Provided passage -
— START —

Update 30 Jan: Just a question… WHY did the train break down? Apparently an alarm went off in the toilets. The alarm alerts the crew to a fire. There wasn’t anyone in the toilets and it was undoubtedly a faulty alarm. Nevertheless it caused the train to shut down and the crew didn’t have any idea how to reset it. Its alleged training had not been given to staff to cope with various problems such as this on the brand new 745 trains. I don’t know if that is the case. It could well have a been a glitch caused by the alarm and training or not, no-one would have been any wiser. (See this tweet re the train’s alarms.)

At 10.28am Greater Anglia informed the passengers a rescue train was on the way. (This would be the Class 37 Thunderbird no doubt.) When asked where they would be taken Greater Anglia’s response was Shenfield. The reply from one of the passengers retorted thus: ‘So 20 odd miles BACKWARDS?! What time do you think we will make Liv St?’

Surely people don’t want to go back to Shenfield. Whatever for? I can only think Greater Anglia didn’t want a diesel going into Liverpool Street now it was an all electric terminus…. it didn’t sit well with the passengers, they must have felt Greater Anglia simply couldn’t care less.

Update 30 Jan: Picture of the Thunderbird with 745010 whilst 745007 passes on the slow lines – the picture was taken from the end of the platforms at Forest Gate. Judging by the picture, it looks as if the broken down 745 was even nearer Forest Gate station than I had thought.

745007 passing the stricken 745010 on the morning of 28th January 2020. 37611 Thunderbird in attendance. Also visible is the 321 which was the initial rescue train until Greater Anglia were told they were not qualified to use the planks method. Its clear from the picture 37611 was in attendance most of the time. Source: Twitter

The first rescue attempt involved Rail Ops Group’s Class 37 Thunderbird based at Colchester where it came from that morning. Despite the locomotive (37611) not seemingly having had any previous problems with coupling up to the Anglia Stadlers, this particular attempt didn’t work and it locked down the 745 totally. Apparently the couplers at both ends of the train were faulty, even had broken air seals.

The problem with the Thunderbird was briefly summarised in this tweet which explained: ‘Rescue loco sent from Colchester. First coupler has air leak and second not compatible. Universal coupler could not be used to rescue 745010 as the star couplers on both ends of the 745 were damaged. Pass transferred to another unit. Delay minutes circa 8000.’

Seeing the 745 wouldn’t even budge a different modus operandi had to be sought. That involved an EMU and the plan was to bring it alongside and the passengers to transfer directly from the 745 onto the EMU. That plan was soon aborted because Greater Anglia did not have the necessary qualification to conduct the procedure which included the use of boarding planks.

— END —

Listed records -
— START —

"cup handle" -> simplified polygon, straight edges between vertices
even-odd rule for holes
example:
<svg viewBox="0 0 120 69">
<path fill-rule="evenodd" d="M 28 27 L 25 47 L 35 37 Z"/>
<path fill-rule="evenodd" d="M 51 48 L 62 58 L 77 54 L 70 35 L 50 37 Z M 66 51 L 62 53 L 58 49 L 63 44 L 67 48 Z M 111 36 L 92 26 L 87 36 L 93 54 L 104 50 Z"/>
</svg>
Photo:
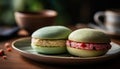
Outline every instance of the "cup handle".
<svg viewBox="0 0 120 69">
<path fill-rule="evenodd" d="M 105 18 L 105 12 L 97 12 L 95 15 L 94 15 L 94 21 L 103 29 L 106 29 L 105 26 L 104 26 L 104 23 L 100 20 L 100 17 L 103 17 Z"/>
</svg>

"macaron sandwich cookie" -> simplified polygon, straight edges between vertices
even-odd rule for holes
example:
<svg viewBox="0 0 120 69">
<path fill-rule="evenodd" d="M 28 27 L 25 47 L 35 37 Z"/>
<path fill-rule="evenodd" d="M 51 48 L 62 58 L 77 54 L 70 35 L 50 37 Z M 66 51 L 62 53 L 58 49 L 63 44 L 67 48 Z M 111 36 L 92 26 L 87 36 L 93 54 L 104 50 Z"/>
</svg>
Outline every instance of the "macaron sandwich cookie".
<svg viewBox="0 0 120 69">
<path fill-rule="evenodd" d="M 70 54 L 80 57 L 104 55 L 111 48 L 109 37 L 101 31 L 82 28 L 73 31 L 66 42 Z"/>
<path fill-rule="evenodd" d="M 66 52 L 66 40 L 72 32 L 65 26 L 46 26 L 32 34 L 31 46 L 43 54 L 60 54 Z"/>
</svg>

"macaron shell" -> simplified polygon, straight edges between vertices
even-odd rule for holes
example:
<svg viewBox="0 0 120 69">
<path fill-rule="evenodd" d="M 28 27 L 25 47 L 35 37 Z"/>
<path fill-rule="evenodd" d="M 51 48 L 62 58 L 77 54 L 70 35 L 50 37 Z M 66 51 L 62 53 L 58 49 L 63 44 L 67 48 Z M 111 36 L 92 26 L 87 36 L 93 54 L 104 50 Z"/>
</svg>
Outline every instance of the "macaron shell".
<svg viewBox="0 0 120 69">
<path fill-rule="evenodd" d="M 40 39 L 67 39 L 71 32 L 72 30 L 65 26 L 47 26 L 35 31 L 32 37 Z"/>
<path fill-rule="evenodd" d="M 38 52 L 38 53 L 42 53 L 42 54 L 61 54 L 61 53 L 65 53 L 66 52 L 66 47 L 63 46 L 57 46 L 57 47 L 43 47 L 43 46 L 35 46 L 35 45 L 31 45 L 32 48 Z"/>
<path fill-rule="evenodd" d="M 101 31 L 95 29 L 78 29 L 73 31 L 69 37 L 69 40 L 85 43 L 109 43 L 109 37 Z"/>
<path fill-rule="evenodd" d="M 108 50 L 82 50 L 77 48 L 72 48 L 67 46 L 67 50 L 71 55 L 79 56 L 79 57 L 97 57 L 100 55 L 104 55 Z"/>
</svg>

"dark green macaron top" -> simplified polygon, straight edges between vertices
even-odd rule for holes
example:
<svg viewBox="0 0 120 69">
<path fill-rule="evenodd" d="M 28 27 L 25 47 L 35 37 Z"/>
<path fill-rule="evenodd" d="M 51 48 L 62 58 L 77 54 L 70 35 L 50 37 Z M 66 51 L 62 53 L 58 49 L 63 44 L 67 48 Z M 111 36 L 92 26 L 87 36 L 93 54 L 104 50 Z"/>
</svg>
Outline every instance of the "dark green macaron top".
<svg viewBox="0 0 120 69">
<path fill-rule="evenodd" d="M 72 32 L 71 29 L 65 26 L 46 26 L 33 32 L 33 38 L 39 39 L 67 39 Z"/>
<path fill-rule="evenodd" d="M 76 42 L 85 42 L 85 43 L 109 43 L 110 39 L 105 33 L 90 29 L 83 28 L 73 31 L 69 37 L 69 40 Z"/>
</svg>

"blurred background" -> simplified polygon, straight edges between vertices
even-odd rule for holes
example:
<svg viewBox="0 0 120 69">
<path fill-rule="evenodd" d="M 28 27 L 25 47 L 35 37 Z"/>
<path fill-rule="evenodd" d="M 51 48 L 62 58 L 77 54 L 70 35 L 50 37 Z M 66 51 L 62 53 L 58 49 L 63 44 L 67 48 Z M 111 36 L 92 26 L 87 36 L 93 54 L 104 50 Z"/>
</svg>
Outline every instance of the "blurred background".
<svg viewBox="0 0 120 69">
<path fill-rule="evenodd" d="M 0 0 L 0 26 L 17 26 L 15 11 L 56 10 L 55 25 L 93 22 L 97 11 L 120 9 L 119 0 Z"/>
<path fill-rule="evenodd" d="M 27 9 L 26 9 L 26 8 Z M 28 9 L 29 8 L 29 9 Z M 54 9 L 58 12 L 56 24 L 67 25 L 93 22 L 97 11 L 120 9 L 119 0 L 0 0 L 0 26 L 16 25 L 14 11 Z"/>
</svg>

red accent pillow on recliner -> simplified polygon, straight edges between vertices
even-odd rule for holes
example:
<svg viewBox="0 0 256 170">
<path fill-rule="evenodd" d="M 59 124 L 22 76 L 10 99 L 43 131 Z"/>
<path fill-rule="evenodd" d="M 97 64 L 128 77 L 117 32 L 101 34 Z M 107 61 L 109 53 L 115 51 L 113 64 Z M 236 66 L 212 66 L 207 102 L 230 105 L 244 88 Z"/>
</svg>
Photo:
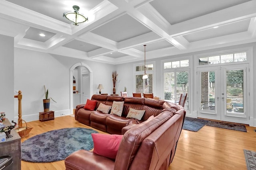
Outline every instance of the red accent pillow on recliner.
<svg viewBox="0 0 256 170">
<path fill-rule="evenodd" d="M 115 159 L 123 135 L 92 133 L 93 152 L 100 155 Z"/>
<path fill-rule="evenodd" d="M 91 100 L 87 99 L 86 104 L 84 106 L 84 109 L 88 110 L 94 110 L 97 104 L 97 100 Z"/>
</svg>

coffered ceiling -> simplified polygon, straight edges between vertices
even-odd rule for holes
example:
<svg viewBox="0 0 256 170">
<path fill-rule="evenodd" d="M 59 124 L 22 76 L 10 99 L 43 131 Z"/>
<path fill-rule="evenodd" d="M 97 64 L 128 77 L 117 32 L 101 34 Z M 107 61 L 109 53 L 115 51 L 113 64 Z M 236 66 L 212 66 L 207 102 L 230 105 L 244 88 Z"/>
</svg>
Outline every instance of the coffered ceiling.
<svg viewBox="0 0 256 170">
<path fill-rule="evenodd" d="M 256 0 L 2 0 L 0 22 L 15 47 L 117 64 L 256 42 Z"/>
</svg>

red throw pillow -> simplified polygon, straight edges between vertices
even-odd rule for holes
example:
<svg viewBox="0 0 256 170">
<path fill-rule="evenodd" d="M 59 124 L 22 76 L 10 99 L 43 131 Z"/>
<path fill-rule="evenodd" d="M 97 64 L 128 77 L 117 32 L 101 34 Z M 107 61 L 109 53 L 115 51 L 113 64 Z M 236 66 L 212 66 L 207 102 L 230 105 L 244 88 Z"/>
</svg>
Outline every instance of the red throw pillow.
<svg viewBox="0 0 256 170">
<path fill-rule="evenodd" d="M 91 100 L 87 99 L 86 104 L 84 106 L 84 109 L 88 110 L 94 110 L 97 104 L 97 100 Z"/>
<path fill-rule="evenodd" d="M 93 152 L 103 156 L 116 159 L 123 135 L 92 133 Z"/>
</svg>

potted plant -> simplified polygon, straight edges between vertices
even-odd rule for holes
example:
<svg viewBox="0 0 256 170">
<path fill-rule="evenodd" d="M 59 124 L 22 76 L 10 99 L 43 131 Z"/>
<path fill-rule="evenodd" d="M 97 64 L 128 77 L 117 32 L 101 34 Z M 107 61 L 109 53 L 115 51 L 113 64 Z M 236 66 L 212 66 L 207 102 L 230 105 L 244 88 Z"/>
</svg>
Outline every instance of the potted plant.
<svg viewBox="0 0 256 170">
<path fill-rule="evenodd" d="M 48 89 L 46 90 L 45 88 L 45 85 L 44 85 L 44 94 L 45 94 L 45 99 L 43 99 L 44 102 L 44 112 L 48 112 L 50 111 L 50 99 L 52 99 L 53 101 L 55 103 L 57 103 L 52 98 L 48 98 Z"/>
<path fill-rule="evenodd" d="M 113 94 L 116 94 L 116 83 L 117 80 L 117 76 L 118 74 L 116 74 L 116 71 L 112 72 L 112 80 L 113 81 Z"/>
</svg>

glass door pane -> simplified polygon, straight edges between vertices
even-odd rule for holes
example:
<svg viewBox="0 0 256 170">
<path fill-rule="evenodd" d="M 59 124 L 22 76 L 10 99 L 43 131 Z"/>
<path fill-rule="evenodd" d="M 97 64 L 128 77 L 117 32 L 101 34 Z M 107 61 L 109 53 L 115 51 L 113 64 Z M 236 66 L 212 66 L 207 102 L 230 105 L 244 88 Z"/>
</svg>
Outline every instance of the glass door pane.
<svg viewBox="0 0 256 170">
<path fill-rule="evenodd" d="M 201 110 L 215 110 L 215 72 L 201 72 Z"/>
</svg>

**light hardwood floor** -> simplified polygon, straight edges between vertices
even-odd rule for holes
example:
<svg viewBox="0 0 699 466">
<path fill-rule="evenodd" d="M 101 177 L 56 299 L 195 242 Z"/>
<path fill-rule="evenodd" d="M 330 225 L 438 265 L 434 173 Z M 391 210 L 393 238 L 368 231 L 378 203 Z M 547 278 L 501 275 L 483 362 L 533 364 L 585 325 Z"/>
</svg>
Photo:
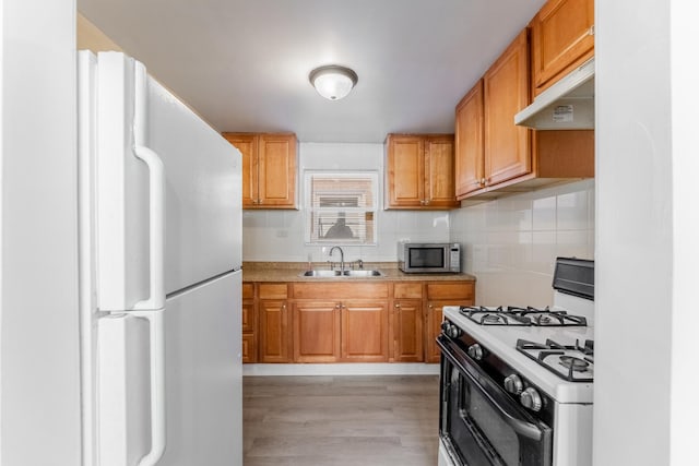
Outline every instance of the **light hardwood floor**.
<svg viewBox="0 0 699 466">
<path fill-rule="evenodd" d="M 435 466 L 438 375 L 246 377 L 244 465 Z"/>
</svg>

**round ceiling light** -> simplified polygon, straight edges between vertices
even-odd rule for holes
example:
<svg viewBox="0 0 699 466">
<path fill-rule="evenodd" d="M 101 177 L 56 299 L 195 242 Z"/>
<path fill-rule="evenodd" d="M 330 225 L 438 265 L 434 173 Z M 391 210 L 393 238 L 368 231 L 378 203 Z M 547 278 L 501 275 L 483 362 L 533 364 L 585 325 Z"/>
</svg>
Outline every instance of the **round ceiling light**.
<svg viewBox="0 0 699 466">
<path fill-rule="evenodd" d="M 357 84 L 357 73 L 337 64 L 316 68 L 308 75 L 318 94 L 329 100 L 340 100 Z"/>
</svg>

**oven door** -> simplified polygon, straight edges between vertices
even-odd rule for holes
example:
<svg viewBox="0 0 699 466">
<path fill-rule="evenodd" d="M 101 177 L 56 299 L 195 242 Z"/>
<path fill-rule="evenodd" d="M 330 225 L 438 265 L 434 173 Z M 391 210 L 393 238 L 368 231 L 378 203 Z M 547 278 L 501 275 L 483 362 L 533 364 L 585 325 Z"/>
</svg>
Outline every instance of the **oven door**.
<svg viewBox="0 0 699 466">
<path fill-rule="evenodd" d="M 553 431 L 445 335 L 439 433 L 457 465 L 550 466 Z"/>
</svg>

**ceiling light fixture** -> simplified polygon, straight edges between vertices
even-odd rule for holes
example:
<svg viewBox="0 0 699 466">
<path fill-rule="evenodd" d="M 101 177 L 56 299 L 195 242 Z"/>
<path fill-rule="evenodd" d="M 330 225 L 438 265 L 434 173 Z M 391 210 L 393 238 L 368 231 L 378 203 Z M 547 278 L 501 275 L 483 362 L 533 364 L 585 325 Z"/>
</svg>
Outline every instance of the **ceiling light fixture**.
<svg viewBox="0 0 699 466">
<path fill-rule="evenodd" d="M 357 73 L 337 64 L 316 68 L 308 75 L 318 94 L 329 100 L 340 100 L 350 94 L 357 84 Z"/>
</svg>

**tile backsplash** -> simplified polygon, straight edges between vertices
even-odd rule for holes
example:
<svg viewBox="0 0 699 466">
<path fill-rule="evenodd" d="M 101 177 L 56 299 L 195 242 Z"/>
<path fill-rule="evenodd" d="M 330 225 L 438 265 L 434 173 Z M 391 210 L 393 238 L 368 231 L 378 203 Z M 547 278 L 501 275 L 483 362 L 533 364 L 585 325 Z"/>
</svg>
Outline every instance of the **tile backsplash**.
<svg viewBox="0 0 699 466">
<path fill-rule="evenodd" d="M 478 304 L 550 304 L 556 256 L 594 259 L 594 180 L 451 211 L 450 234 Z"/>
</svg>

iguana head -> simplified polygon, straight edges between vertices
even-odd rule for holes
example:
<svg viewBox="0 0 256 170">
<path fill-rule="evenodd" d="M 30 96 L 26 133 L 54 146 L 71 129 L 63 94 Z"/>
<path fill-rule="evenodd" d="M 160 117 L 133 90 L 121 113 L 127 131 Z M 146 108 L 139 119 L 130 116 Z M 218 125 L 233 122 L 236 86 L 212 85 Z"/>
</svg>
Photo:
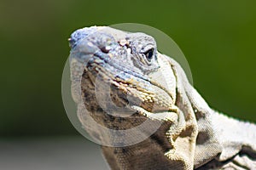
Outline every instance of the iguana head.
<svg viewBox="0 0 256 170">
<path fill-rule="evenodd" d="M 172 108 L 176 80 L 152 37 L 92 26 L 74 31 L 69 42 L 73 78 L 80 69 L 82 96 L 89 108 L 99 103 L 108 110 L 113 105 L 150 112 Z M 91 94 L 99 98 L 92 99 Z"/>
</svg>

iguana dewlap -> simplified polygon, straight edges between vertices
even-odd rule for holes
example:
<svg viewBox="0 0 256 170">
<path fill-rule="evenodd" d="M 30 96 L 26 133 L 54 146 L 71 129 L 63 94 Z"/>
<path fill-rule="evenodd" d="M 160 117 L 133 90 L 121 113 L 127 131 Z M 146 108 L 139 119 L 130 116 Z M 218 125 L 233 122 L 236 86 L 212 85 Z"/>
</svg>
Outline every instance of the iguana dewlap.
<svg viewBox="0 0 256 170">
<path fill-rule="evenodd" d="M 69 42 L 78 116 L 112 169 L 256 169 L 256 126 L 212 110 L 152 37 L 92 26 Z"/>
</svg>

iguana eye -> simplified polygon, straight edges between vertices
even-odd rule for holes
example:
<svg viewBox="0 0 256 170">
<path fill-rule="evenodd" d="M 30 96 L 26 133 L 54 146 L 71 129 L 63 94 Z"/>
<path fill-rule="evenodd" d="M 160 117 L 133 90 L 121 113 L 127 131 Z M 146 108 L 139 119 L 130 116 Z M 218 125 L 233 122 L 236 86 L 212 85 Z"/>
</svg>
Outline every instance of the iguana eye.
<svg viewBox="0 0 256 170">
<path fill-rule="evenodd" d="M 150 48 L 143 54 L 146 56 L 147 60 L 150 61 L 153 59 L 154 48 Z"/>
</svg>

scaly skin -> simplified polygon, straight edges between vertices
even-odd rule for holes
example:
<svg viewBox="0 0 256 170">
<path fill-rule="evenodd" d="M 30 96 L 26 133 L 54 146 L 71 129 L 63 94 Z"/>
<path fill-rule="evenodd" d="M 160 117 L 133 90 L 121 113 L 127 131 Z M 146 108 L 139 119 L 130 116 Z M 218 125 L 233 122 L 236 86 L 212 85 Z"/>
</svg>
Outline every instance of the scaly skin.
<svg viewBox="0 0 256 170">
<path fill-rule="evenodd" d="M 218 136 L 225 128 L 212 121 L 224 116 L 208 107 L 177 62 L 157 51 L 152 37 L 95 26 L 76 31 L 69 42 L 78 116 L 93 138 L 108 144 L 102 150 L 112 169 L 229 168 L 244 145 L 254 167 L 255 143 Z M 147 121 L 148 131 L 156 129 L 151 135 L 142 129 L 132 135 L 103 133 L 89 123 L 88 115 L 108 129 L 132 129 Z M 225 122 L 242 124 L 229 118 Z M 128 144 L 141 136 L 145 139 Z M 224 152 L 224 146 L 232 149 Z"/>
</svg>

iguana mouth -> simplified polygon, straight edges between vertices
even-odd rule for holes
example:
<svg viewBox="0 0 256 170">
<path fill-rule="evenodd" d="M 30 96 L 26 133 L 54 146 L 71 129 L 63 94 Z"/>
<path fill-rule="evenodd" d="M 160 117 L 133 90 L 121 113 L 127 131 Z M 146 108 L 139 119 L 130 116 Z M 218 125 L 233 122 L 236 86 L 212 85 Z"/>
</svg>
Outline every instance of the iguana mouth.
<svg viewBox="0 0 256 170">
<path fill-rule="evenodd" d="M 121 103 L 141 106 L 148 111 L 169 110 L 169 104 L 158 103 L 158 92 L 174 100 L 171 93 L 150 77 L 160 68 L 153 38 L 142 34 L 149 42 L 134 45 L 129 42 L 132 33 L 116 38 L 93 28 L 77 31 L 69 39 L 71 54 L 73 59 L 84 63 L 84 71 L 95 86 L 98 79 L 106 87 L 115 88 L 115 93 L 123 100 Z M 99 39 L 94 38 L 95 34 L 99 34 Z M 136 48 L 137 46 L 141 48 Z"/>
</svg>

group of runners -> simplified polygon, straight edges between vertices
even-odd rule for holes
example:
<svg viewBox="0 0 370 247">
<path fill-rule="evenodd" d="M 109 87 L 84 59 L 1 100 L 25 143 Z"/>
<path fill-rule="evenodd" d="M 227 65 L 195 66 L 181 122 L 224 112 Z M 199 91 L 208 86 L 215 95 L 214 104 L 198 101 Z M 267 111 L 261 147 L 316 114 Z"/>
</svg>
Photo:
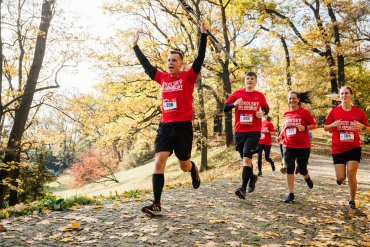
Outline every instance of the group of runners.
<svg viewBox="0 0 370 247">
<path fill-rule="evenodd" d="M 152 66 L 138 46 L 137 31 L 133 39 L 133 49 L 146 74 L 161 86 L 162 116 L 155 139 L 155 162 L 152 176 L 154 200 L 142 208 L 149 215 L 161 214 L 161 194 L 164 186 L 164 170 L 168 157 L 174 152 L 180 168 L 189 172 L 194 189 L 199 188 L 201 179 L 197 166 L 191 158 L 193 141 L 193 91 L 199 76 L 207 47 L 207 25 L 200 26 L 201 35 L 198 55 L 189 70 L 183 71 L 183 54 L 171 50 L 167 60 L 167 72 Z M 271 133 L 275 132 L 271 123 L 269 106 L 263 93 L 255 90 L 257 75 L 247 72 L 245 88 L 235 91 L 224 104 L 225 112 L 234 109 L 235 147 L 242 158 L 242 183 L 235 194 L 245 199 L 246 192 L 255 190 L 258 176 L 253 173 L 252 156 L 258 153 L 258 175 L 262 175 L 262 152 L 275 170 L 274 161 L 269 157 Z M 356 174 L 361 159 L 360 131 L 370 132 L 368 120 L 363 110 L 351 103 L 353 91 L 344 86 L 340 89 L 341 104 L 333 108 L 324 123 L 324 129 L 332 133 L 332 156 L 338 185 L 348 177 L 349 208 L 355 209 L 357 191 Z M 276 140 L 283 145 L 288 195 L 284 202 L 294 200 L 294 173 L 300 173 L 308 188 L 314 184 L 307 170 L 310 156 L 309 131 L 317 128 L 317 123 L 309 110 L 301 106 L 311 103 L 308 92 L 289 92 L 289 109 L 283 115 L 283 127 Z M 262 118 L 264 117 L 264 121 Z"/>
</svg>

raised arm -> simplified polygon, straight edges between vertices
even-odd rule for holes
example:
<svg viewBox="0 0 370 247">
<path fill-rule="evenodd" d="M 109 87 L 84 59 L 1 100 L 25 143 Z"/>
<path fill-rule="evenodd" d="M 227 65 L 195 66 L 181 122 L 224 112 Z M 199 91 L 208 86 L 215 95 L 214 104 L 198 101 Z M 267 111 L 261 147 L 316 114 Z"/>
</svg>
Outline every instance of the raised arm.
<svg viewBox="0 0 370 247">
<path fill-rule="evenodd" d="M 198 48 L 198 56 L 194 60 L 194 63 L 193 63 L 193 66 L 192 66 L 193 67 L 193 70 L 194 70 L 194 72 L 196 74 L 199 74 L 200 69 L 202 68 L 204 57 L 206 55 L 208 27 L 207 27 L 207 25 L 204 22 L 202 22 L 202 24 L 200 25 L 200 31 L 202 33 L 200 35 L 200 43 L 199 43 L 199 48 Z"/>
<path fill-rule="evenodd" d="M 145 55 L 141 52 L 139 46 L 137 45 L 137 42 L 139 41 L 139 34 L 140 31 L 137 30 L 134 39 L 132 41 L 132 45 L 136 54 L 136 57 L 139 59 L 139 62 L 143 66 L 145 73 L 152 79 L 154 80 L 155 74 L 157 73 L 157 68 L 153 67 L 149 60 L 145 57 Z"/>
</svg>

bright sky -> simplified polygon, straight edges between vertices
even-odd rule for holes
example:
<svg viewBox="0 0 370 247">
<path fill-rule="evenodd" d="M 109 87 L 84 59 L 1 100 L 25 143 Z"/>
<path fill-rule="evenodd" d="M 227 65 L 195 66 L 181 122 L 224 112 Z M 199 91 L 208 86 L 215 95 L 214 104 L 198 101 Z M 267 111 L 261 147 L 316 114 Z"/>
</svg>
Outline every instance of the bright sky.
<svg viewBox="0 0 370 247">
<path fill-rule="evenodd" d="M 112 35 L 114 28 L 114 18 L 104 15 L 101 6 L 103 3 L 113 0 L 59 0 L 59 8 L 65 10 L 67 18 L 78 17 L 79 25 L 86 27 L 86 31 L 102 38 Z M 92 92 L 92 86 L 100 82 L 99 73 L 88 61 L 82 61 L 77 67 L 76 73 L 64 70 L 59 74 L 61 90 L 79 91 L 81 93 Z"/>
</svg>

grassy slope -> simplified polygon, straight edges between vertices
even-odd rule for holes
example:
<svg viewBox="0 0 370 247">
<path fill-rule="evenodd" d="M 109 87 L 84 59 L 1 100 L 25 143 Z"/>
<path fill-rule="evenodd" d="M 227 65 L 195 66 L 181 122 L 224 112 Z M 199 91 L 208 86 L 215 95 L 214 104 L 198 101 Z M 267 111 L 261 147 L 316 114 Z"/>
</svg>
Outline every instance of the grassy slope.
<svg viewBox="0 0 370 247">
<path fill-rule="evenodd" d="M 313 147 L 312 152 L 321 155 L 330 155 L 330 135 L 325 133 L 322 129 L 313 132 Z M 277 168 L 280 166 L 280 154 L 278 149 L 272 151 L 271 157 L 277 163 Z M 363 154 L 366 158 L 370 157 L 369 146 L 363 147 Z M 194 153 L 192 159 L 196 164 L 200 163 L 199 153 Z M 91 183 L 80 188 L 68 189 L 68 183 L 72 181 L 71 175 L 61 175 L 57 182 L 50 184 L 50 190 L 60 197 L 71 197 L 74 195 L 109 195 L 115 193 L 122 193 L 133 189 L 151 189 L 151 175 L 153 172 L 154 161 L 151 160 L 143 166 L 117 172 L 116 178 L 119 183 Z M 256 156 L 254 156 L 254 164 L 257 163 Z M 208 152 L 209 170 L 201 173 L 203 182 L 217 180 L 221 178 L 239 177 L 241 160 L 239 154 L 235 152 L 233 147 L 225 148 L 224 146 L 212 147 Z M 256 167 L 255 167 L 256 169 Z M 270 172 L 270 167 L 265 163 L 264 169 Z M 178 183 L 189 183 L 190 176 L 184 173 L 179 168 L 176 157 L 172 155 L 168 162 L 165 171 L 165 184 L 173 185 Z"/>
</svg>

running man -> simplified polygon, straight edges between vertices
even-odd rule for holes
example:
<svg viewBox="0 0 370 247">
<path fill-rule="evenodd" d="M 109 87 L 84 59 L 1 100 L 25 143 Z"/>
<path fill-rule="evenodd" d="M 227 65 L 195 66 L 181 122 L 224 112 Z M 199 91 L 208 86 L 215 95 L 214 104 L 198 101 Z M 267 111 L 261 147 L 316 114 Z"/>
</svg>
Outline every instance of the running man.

— END —

Written exercise 1 -
Answer these questions using the blog post about the broken-down 745 train:
(a) Where did the alarm that apparently caused the breakdown go off?
(b) Where did Greater Anglia say the passengers would be taken?
(c) Where was Rail Ops Group's Class 37 Thunderbird based?
Written exercise 2 -
Can you summarize the blog post about the broken-down 745 train in two sentences?
Written exercise 3 -
Extend the blog post about the broken-down 745 train, picking up right after its final sentence.

Expected answer 1 -
(a) In the toilets.
(b) Shenfield.
(c) Colchester.

Expected answer 2 -
A brand new 745 train shut down after an apparently faulty fire alarm went off in its toilets, and the crew had no idea how to reset it. The Class 37 Thunderbird's rescue attempt failed because the couplers at both ends of the 745 were faulty, and a plan to move passengers directly onto an EMU was dropped because Greater Anglia lacked the qualification for the boarding-plank procedure.

Expected answer 3 -
This tweet from the Bishop of Norwich, on his way to an important consecration at Southwark Cathedral (for which very unfortunately he missed the ceremony) tells us what happened….

The time taken in waiting so long at Forest Gate was because this second EMU too had to make its way from Colchester depot. On top of that there would have been the organisation of this such as sourcing a spare driver and then bringing it down to Forest Gate, en route gathering the personnel to be employed (including Network Rail and Greater Anglia staff, the British Transport Police etc) and instigating a line possession procedure (even though the line is bi directional a track occupation order no doubt had to be instigated.) The EMU (a Class 321) was brought alongside the stricken 745. The passengers were then rescued off the train using ladders and escorted across the tracks to the other train.

The rescue train was a single unit (four coaches.) Someone wryly said it would be very crowded once everyone had got off the twelve coach 745! It seems it was sometime before 13.20 hours when the first passengers were evacuated from the stricken train. The process took an awful long time, it seems well more than an hour and a half was expended on this using just the one ladder to allow passengers to reach rail level and then use one of two sets of ladders up into the waiting rescue train.

The following pictures are from some of those who were on the stricken train. The AWS ramp which I showed in my picture at the top of the page, can clearly be seen. It can also be seen in the video above.

Being helped down the ladder! Source: Twitter

Passengers being helped across the tracks by Network Rail staff and the BTP. This is about 14.00hrs. Source: Twitter

Passengers alighting from the 745 onto the rescue 321. The front end of the Stadler can clearly be seen. Source: Twitter

View looking in the other direction towards Forest Gate station. Source: Twitter

Rescued passengers waiting on the Class 321 whilst everyone else yet to get off the 745 boards this train – before it makes its way to Liverpool Street. Source: Twitter

Everyone arrived at Liverpool Street at roughly 15.30pm as this tweet from the now considerably delayed Bishop of Norwich confirms. Almost straight on the heels of the rescue train was the failed 745! It was towed away perhaps ten minutes after the 321 had left for Liverpool Street! Clearly the 321 stopped at Stratford en route for anyone who may have wanted to take the tube. One of the guys who had been stranded on the 745 managed to take a picture of the offending train as it arrived at Stratford. Quelle surprise!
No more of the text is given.